[Data records]
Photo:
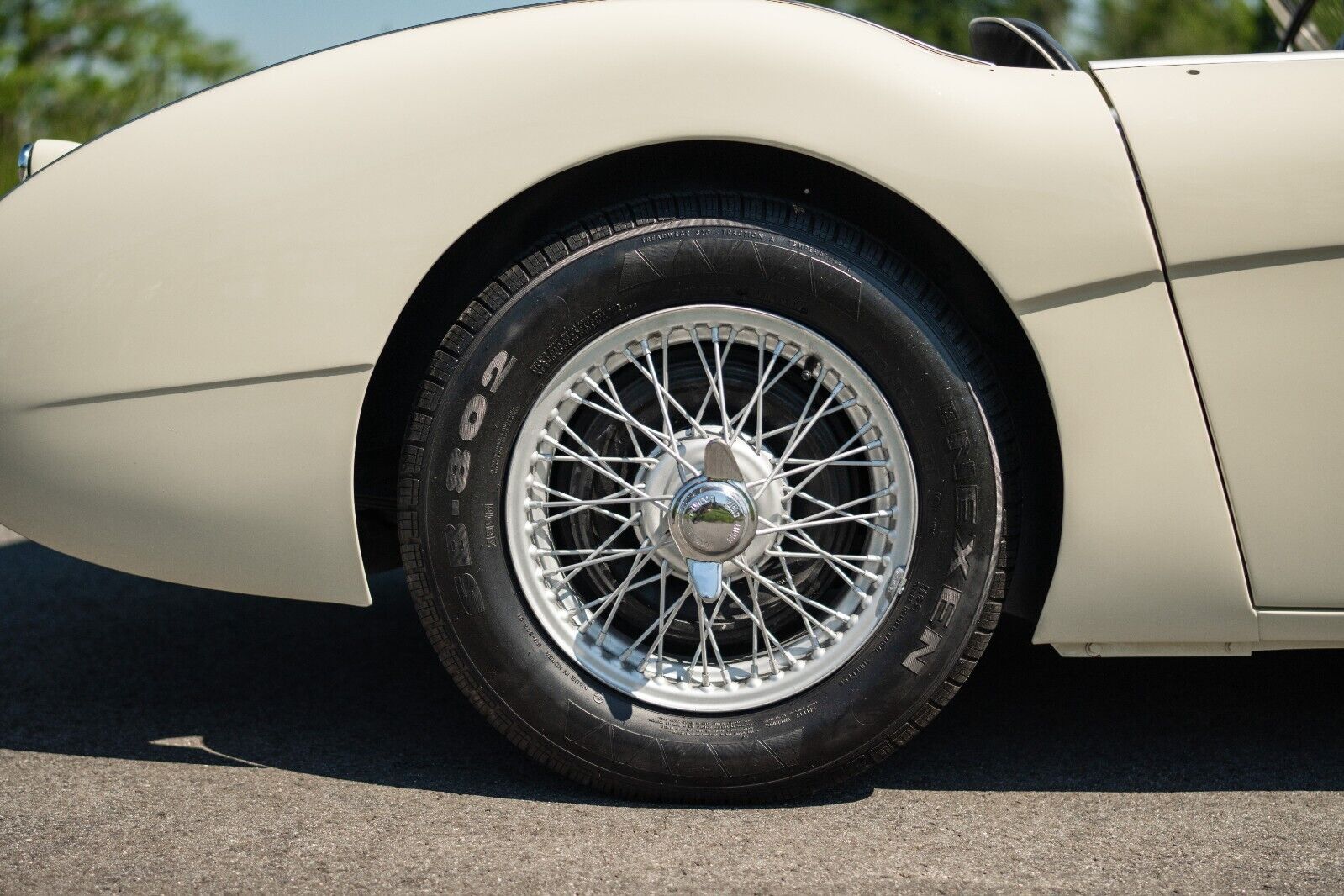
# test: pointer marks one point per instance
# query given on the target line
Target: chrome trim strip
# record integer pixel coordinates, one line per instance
(1036, 45)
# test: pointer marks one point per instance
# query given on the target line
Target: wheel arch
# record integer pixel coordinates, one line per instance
(670, 168)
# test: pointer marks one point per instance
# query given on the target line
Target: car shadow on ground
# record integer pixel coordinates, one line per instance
(101, 664)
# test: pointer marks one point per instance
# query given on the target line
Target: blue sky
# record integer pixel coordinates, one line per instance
(273, 29)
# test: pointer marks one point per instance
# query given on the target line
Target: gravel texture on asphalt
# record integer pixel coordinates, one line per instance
(159, 738)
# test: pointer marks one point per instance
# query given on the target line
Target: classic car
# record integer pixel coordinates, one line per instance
(718, 371)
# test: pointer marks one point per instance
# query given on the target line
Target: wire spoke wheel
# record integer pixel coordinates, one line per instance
(614, 512)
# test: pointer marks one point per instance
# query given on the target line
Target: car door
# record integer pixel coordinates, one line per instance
(1242, 161)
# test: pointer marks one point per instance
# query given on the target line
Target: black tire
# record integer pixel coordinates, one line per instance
(540, 310)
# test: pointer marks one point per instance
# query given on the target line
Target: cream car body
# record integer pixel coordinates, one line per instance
(194, 303)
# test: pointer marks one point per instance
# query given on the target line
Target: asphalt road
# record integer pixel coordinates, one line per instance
(156, 738)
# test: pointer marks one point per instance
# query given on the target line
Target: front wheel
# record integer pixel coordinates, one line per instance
(704, 505)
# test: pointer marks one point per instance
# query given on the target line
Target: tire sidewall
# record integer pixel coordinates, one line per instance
(877, 317)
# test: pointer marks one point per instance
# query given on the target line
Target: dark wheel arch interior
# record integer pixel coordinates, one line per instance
(695, 166)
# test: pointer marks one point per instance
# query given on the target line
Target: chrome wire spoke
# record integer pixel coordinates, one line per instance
(617, 478)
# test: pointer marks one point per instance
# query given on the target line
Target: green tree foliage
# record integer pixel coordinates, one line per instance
(1136, 29)
(945, 23)
(74, 69)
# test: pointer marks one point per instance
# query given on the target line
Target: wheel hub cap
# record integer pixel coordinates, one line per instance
(710, 508)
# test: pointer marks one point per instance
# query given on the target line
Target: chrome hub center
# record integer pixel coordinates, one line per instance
(713, 520)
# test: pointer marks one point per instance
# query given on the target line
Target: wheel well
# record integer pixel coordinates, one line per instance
(500, 238)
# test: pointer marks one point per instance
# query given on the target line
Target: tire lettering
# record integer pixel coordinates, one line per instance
(459, 546)
(915, 661)
(469, 593)
(459, 471)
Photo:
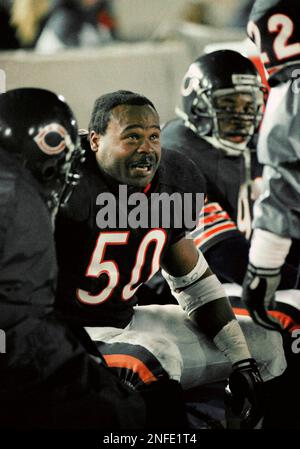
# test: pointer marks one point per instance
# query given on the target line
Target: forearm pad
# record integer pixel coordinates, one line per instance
(192, 291)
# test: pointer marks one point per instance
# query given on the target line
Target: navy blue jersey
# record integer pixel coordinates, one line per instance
(47, 377)
(227, 209)
(101, 266)
(273, 25)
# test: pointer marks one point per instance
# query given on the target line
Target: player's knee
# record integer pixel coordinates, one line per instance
(266, 346)
(138, 365)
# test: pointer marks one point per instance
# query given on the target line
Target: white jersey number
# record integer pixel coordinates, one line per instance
(98, 265)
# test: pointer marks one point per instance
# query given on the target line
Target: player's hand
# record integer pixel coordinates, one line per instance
(259, 289)
(243, 393)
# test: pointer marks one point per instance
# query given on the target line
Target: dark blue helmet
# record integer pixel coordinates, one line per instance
(39, 129)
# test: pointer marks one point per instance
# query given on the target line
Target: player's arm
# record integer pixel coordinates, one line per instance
(202, 296)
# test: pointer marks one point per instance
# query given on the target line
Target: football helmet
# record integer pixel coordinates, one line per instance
(223, 99)
(39, 129)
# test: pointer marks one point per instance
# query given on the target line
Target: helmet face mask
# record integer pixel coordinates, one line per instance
(223, 107)
(39, 128)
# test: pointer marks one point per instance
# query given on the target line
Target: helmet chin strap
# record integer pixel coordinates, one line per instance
(230, 148)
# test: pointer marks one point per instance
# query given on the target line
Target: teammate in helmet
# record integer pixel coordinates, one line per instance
(222, 104)
(222, 100)
(52, 376)
(273, 25)
(101, 268)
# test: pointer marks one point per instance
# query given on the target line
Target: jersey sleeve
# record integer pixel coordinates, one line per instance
(214, 225)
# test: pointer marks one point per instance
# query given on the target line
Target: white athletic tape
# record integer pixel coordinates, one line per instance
(183, 281)
(268, 250)
(231, 341)
(203, 291)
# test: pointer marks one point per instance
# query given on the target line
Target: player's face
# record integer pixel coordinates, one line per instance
(130, 150)
(236, 114)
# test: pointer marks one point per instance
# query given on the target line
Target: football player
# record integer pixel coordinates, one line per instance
(51, 374)
(103, 263)
(273, 26)
(222, 105)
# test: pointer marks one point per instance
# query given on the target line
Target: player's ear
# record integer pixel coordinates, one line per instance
(94, 140)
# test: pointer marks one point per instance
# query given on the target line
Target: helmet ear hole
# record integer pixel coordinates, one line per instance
(49, 170)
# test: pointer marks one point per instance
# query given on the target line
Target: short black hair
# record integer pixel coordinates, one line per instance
(103, 105)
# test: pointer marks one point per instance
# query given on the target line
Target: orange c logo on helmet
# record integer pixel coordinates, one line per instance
(51, 139)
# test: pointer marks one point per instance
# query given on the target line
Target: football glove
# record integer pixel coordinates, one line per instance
(243, 393)
(259, 289)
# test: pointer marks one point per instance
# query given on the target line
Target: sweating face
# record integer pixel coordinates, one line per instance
(236, 113)
(130, 150)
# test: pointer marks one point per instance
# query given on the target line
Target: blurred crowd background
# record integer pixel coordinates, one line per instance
(83, 48)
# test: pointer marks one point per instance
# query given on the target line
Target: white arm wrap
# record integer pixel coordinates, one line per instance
(268, 250)
(231, 341)
(197, 291)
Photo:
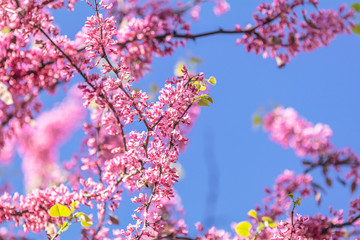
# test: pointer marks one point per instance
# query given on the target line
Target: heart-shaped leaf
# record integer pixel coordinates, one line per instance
(59, 210)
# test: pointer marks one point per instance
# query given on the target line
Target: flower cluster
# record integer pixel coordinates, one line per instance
(132, 143)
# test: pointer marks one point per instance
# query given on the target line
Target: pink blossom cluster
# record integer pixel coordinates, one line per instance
(28, 63)
(277, 201)
(119, 156)
(289, 129)
(281, 30)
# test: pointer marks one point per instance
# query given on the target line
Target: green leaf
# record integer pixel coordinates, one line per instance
(63, 227)
(195, 60)
(298, 201)
(243, 229)
(84, 219)
(73, 205)
(59, 210)
(269, 222)
(204, 102)
(356, 29)
(356, 7)
(257, 120)
(212, 80)
(252, 213)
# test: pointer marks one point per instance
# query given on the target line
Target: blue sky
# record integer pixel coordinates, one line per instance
(323, 86)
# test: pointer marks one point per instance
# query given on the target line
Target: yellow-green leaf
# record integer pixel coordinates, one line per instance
(73, 205)
(252, 213)
(84, 219)
(268, 222)
(204, 102)
(203, 88)
(212, 80)
(356, 7)
(243, 229)
(195, 60)
(260, 227)
(5, 30)
(356, 29)
(257, 120)
(59, 210)
(178, 68)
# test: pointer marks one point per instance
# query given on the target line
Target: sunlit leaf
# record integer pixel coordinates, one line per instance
(212, 80)
(356, 29)
(356, 7)
(257, 120)
(243, 229)
(268, 222)
(59, 210)
(5, 30)
(260, 226)
(195, 60)
(298, 201)
(73, 205)
(204, 102)
(50, 230)
(202, 88)
(252, 213)
(178, 68)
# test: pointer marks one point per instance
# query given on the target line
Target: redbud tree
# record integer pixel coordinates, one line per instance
(133, 138)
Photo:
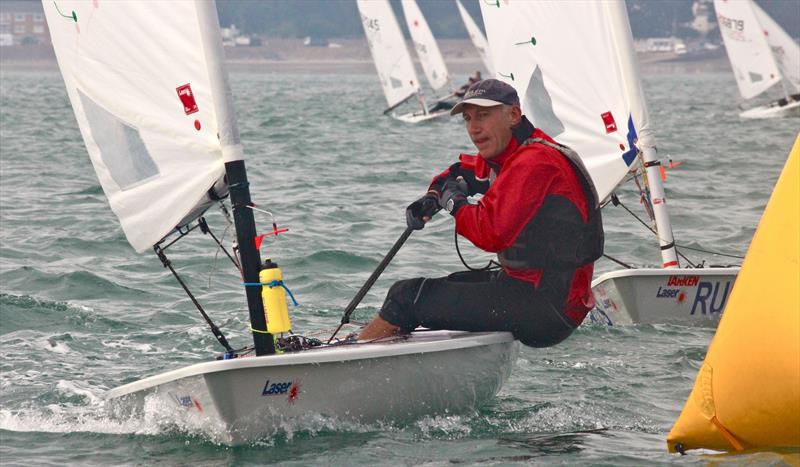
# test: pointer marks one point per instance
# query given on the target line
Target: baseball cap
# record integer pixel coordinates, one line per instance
(487, 93)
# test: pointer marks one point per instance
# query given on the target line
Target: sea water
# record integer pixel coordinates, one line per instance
(81, 312)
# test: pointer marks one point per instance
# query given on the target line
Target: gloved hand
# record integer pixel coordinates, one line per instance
(421, 210)
(454, 195)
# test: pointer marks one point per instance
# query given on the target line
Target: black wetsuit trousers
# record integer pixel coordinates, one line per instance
(480, 301)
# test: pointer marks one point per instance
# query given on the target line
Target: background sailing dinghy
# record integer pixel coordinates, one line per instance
(393, 62)
(151, 97)
(477, 38)
(747, 392)
(429, 56)
(583, 89)
(762, 55)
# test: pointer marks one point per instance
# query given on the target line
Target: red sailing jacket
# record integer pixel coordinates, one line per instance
(524, 177)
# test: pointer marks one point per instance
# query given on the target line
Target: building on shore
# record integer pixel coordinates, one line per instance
(22, 23)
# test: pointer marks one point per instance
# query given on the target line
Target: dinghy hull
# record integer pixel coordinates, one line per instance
(687, 297)
(246, 399)
(774, 110)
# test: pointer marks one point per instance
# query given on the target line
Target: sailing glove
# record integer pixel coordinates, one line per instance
(426, 206)
(454, 195)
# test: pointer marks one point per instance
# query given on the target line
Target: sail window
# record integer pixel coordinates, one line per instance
(121, 146)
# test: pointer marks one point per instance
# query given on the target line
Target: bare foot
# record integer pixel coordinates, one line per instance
(378, 328)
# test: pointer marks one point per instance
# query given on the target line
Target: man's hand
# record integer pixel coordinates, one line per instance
(420, 211)
(454, 195)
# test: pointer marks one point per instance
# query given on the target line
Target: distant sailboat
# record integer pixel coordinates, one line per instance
(149, 89)
(476, 36)
(427, 49)
(393, 62)
(762, 55)
(574, 67)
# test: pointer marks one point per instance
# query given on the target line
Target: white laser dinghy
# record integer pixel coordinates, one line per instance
(574, 67)
(150, 93)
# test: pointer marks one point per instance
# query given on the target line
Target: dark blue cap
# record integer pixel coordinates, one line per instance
(488, 93)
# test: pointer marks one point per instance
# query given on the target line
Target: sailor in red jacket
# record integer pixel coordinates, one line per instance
(540, 214)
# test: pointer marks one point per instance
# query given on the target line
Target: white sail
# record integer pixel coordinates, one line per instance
(784, 49)
(573, 67)
(750, 56)
(476, 36)
(144, 105)
(425, 44)
(389, 52)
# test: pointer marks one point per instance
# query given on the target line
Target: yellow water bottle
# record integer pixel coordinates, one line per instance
(274, 298)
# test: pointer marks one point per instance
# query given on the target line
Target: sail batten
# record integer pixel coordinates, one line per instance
(144, 106)
(389, 52)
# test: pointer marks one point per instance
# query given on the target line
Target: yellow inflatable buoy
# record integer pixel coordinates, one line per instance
(747, 393)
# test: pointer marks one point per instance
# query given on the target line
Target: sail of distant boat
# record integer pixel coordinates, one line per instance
(393, 62)
(574, 67)
(580, 88)
(761, 55)
(784, 49)
(427, 49)
(153, 143)
(753, 64)
(477, 38)
(747, 392)
(389, 52)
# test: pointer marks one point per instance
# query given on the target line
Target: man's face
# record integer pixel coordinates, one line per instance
(489, 128)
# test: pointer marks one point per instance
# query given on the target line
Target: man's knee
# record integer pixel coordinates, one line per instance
(399, 306)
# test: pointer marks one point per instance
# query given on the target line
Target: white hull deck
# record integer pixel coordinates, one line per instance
(690, 297)
(419, 117)
(773, 110)
(245, 399)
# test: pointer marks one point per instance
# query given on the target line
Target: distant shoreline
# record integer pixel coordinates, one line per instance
(347, 56)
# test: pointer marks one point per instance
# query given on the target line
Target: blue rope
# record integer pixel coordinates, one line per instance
(271, 285)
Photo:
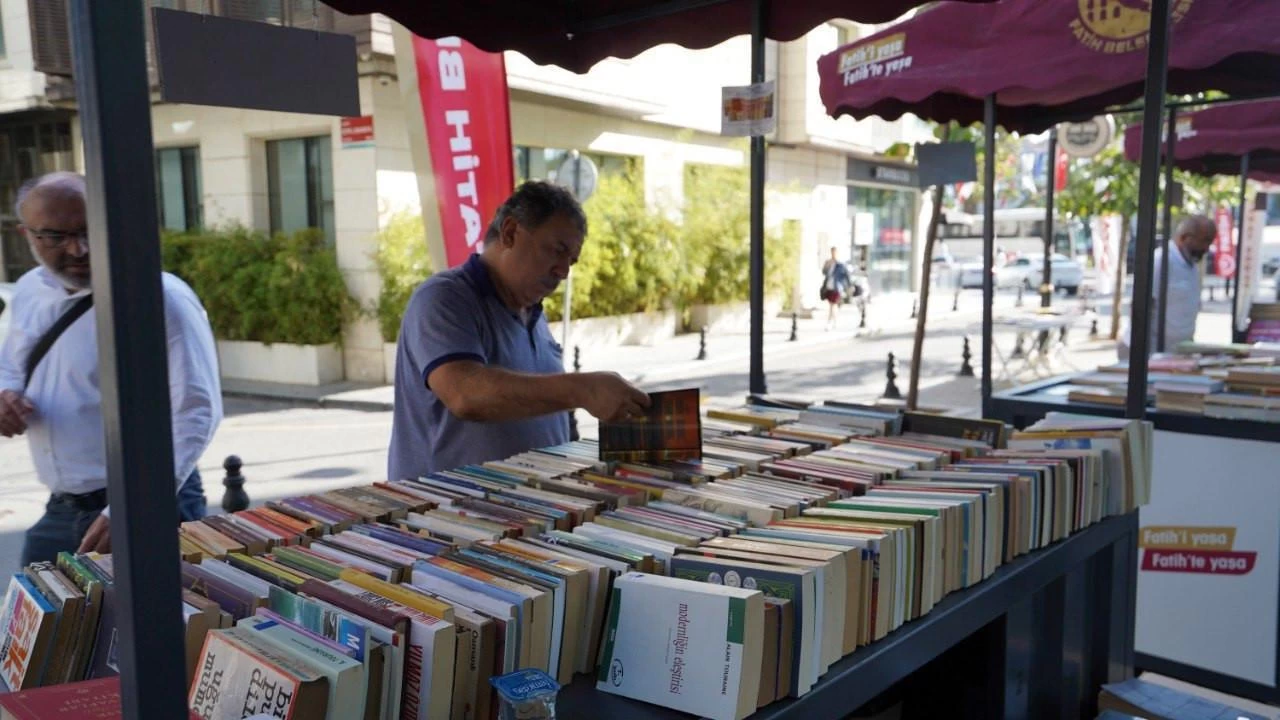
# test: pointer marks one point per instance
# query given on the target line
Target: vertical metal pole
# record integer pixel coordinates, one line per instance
(1148, 192)
(1170, 147)
(108, 46)
(1239, 241)
(988, 244)
(757, 276)
(1047, 268)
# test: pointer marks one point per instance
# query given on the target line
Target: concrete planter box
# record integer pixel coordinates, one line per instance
(728, 317)
(640, 328)
(280, 363)
(389, 361)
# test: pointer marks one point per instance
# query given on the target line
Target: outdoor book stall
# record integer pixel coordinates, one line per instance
(1208, 541)
(1216, 488)
(1031, 633)
(1216, 446)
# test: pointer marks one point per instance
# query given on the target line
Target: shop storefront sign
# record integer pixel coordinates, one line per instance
(748, 110)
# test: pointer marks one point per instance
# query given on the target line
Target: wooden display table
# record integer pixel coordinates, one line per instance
(1037, 641)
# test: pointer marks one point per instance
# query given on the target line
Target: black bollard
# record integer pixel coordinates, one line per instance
(891, 391)
(572, 414)
(234, 499)
(1019, 351)
(965, 356)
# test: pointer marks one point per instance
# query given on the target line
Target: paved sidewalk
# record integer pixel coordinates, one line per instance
(677, 356)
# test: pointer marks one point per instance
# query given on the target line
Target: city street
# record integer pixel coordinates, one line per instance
(291, 447)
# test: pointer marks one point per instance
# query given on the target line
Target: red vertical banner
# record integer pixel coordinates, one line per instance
(467, 121)
(1224, 245)
(1060, 169)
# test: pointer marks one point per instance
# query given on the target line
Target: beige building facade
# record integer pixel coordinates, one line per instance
(656, 113)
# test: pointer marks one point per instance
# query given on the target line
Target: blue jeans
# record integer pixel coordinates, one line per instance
(63, 525)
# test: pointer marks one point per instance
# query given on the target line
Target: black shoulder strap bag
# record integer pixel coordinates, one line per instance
(54, 332)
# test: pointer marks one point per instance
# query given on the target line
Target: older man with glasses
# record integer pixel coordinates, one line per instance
(49, 372)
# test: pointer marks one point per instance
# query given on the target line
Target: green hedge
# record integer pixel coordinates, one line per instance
(264, 287)
(636, 259)
(403, 264)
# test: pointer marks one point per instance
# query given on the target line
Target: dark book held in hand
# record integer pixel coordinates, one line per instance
(670, 429)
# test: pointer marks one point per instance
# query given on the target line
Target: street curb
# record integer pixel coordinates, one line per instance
(324, 402)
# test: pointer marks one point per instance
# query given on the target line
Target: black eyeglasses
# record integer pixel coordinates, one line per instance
(53, 240)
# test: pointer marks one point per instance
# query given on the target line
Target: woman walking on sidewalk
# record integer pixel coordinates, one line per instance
(833, 285)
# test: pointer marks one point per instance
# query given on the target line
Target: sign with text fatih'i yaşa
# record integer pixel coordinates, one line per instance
(1106, 250)
(460, 137)
(1224, 244)
(1251, 263)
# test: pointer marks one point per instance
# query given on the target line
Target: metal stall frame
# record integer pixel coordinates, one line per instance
(109, 45)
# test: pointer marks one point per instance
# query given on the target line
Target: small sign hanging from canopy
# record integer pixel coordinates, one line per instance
(1087, 139)
(748, 110)
(946, 163)
(259, 65)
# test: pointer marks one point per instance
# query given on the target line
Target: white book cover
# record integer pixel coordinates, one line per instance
(429, 657)
(346, 675)
(689, 646)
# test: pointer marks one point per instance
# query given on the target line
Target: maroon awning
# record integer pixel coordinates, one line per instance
(1211, 141)
(579, 33)
(1047, 60)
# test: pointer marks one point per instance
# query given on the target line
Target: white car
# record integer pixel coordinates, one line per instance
(1015, 273)
(1066, 274)
(5, 299)
(970, 273)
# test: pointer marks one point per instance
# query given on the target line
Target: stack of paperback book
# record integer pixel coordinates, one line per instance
(712, 577)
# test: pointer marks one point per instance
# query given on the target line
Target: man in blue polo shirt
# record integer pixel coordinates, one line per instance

**Given exercise**
Count the lines of the entries above that contain the string "blue", and give only that number.

**Solution to the exercise**
8